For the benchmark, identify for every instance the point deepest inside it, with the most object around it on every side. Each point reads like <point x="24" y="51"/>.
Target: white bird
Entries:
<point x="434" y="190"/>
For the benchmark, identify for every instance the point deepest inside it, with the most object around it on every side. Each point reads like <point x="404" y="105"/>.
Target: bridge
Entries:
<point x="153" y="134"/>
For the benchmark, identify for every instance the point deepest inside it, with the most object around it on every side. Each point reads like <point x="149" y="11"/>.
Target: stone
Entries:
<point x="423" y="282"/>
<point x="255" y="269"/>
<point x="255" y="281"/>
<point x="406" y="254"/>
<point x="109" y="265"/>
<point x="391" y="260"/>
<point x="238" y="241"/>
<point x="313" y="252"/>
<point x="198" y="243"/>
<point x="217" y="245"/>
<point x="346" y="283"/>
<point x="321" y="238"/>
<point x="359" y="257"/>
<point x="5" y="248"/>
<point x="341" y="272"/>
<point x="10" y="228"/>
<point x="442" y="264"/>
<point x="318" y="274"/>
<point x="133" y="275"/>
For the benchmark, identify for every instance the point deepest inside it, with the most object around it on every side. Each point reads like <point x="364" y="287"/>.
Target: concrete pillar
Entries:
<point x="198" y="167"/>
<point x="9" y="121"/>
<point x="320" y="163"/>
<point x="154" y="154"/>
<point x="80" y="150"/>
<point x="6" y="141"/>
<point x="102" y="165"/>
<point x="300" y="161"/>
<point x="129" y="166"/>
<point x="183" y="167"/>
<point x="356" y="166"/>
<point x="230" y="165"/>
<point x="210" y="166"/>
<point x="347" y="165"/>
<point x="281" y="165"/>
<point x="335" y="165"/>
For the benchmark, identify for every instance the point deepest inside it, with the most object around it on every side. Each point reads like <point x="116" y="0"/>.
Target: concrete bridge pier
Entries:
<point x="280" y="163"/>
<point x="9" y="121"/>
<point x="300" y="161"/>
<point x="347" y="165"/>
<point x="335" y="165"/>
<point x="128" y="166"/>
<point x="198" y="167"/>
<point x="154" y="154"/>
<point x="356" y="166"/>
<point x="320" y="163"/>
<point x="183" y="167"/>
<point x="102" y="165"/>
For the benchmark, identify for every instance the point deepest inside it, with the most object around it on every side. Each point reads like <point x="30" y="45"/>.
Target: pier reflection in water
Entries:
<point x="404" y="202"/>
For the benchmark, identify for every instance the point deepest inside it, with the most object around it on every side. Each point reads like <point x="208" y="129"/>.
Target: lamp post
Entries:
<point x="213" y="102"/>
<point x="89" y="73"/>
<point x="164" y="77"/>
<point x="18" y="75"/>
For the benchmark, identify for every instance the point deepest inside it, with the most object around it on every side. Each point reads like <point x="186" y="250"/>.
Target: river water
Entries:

WHAT THIS TASK INVOLVES:
Output the data above exactly, please, line for line.

REPLY:
For the benchmark, identify for every instance the point deepest inside it, with the most object around it on every side. Each point reads like <point x="24" y="51"/>.
Target: white bird
Entries:
<point x="434" y="190"/>
For the benchmark, identify for every instance the point deepest inside it, with the most object around it on every side. Each point reads like <point x="404" y="105"/>.
Target: bridge
Entries:
<point x="153" y="134"/>
For the benchmark, identify for every instance the point deepest inside it, with the most object around it on every side. Each point reads like <point x="149" y="11"/>.
Target: stone
Entries:
<point x="423" y="282"/>
<point x="255" y="269"/>
<point x="255" y="281"/>
<point x="406" y="254"/>
<point x="109" y="265"/>
<point x="391" y="260"/>
<point x="238" y="241"/>
<point x="313" y="252"/>
<point x="198" y="243"/>
<point x="217" y="245"/>
<point x="346" y="283"/>
<point x="321" y="238"/>
<point x="359" y="257"/>
<point x="5" y="248"/>
<point x="341" y="272"/>
<point x="10" y="228"/>
<point x="442" y="264"/>
<point x="318" y="274"/>
<point x="133" y="275"/>
For the benchmark, identify for every instance the point deepest inside it, with the most object around it on every side. Each point reads like <point x="364" y="287"/>.
Target: concrete pillar
Entries:
<point x="198" y="167"/>
<point x="9" y="121"/>
<point x="320" y="163"/>
<point x="154" y="154"/>
<point x="80" y="150"/>
<point x="6" y="141"/>
<point x="102" y="165"/>
<point x="300" y="161"/>
<point x="129" y="166"/>
<point x="183" y="167"/>
<point x="356" y="166"/>
<point x="230" y="165"/>
<point x="210" y="166"/>
<point x="347" y="165"/>
<point x="281" y="165"/>
<point x="335" y="165"/>
For the benchmark, identify for every instance the point deepest inside it, with the most object around it on every side. Each point reads like <point x="116" y="0"/>.
Target: concrete bridge pier
Entries:
<point x="280" y="163"/>
<point x="9" y="121"/>
<point x="300" y="161"/>
<point x="347" y="165"/>
<point x="335" y="165"/>
<point x="128" y="166"/>
<point x="198" y="167"/>
<point x="154" y="154"/>
<point x="356" y="166"/>
<point x="320" y="163"/>
<point x="183" y="167"/>
<point x="102" y="165"/>
For the benchmark, identify for every instance the point deepest inside it, with the most object around it on every side. Each point reads like <point x="30" y="45"/>.
Target: pier reflection in water
Entries:
<point x="404" y="202"/>
For the benchmark, identify for every instance the point deepest inside it, with the most object around it on every side. Each point reads like <point x="208" y="129"/>.
Target: lamp post
Entries:
<point x="213" y="102"/>
<point x="89" y="73"/>
<point x="164" y="77"/>
<point x="18" y="75"/>
For the benchmark, identify for every instance the point deepest inside it, with the most object around it on every side. Each point reads like <point x="186" y="250"/>.
Target: river water
Entries:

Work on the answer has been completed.